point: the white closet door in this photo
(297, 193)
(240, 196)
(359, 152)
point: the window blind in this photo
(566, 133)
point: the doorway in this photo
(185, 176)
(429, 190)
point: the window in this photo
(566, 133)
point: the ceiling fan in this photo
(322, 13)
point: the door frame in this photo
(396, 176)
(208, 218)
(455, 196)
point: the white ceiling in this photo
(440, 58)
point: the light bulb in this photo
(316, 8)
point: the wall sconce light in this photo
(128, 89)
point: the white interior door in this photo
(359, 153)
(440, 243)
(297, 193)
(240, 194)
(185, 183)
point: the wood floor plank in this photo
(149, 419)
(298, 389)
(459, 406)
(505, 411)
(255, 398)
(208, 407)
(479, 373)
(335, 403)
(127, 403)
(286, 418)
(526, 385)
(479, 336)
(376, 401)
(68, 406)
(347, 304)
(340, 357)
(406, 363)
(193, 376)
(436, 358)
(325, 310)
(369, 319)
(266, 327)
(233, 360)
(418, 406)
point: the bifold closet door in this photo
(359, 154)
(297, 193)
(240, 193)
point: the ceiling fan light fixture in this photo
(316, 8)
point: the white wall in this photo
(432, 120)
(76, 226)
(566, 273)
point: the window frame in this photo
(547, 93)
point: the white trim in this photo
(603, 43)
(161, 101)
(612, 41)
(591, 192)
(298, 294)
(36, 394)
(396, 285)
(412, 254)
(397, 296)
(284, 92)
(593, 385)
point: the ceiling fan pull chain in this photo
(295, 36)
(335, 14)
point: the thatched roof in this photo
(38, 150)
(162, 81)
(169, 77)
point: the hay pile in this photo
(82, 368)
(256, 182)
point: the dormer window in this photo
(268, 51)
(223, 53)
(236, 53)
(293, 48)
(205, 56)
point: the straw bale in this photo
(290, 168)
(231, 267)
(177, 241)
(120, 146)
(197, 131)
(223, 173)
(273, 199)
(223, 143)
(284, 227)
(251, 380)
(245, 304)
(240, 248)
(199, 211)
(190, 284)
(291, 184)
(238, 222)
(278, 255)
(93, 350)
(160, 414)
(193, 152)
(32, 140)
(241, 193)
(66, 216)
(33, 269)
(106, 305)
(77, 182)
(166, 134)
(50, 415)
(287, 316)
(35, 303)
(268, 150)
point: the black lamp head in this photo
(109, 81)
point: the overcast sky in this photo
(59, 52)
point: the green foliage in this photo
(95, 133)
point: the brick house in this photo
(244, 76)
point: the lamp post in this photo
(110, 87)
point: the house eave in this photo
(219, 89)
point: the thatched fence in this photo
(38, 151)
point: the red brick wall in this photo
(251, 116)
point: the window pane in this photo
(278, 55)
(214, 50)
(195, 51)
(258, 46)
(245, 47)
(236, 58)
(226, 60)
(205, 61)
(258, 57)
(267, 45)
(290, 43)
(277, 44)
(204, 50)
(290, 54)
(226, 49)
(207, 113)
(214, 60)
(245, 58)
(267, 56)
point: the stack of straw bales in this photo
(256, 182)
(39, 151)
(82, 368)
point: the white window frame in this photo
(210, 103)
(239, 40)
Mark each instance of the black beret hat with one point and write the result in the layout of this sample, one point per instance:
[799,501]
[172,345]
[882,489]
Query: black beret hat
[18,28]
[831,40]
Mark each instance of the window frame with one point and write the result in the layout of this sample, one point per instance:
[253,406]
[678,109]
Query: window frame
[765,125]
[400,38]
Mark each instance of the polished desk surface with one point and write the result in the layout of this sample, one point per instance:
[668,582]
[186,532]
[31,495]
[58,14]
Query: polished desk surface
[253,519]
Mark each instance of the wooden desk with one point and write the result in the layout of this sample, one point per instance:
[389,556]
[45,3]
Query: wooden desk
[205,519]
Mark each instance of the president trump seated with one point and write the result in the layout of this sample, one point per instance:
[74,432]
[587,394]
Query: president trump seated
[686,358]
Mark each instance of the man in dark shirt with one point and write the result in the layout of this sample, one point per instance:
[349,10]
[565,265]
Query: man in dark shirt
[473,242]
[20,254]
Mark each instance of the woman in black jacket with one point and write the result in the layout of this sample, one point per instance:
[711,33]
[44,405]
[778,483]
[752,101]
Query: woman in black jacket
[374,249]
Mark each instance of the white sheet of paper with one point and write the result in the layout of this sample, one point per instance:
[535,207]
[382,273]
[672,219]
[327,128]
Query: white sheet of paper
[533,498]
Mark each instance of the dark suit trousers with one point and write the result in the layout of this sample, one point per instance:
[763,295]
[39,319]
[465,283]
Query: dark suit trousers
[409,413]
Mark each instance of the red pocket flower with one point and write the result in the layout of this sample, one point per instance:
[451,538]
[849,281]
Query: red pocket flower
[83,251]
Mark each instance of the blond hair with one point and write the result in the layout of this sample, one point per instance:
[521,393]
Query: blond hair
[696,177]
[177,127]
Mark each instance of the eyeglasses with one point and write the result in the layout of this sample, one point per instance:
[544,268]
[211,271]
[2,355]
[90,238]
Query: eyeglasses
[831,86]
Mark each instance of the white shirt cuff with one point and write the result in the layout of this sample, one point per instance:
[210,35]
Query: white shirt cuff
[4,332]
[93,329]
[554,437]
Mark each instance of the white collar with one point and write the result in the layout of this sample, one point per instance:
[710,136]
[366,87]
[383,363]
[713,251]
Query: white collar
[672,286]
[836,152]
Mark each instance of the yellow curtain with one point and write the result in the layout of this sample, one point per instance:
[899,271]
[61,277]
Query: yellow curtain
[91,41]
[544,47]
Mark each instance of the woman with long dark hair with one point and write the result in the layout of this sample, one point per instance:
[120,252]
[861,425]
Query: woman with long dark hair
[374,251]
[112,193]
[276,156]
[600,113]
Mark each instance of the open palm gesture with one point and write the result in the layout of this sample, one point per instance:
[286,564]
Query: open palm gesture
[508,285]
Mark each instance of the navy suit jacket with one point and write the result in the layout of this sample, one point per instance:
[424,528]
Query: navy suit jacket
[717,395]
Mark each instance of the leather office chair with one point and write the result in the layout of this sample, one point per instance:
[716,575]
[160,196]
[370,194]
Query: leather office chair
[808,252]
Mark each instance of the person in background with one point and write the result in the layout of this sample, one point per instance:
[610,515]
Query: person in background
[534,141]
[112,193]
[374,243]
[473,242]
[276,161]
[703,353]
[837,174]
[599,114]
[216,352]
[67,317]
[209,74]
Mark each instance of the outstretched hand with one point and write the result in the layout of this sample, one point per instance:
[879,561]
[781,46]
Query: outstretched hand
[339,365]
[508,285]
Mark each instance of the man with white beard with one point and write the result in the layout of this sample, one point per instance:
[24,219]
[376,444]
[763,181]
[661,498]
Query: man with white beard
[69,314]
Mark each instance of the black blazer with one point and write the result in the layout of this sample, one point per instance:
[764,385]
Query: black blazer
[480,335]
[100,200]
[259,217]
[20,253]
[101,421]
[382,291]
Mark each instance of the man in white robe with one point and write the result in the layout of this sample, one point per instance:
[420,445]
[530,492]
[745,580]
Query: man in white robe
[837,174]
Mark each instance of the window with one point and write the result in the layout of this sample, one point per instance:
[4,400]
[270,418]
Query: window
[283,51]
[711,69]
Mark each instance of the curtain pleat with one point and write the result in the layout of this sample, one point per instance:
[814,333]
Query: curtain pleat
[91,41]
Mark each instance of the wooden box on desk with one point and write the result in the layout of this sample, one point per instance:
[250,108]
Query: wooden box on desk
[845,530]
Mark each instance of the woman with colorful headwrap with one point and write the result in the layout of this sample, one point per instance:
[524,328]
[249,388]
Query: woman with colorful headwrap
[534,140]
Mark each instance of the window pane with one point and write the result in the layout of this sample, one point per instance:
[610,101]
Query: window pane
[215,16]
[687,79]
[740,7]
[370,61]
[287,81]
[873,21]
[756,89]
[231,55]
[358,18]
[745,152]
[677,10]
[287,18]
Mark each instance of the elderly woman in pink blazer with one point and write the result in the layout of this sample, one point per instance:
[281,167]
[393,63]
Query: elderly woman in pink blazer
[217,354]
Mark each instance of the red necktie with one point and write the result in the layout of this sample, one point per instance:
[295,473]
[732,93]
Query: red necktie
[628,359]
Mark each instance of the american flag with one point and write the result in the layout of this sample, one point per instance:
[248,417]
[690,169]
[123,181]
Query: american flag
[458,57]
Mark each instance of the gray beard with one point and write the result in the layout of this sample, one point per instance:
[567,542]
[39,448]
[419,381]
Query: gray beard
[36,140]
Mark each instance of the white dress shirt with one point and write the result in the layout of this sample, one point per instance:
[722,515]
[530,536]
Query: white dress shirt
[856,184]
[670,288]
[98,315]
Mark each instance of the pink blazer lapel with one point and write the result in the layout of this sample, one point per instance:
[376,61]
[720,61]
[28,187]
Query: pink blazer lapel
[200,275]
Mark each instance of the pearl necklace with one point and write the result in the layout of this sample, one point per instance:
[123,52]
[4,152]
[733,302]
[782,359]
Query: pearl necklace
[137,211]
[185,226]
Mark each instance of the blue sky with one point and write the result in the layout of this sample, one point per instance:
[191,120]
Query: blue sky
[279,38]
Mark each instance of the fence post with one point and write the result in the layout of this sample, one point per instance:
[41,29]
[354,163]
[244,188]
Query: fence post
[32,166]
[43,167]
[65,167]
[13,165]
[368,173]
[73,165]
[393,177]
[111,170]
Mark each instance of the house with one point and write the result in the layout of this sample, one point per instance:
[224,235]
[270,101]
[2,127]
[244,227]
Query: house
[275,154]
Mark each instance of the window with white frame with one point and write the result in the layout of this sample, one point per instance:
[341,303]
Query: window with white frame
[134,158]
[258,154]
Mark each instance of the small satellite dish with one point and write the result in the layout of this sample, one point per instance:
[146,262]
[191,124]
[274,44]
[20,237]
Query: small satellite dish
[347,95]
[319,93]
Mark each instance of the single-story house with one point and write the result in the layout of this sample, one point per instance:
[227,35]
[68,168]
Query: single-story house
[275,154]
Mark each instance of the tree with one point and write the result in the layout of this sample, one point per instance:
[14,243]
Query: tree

^^^^^^^^

WHAT TO WORK ON: Each line that contains "tree" is to be copied from the listing above.

TASK RESPONSE:
Mark each instance of the tree with one point and write the result in the layout of this sample, one point per instance:
Query: tree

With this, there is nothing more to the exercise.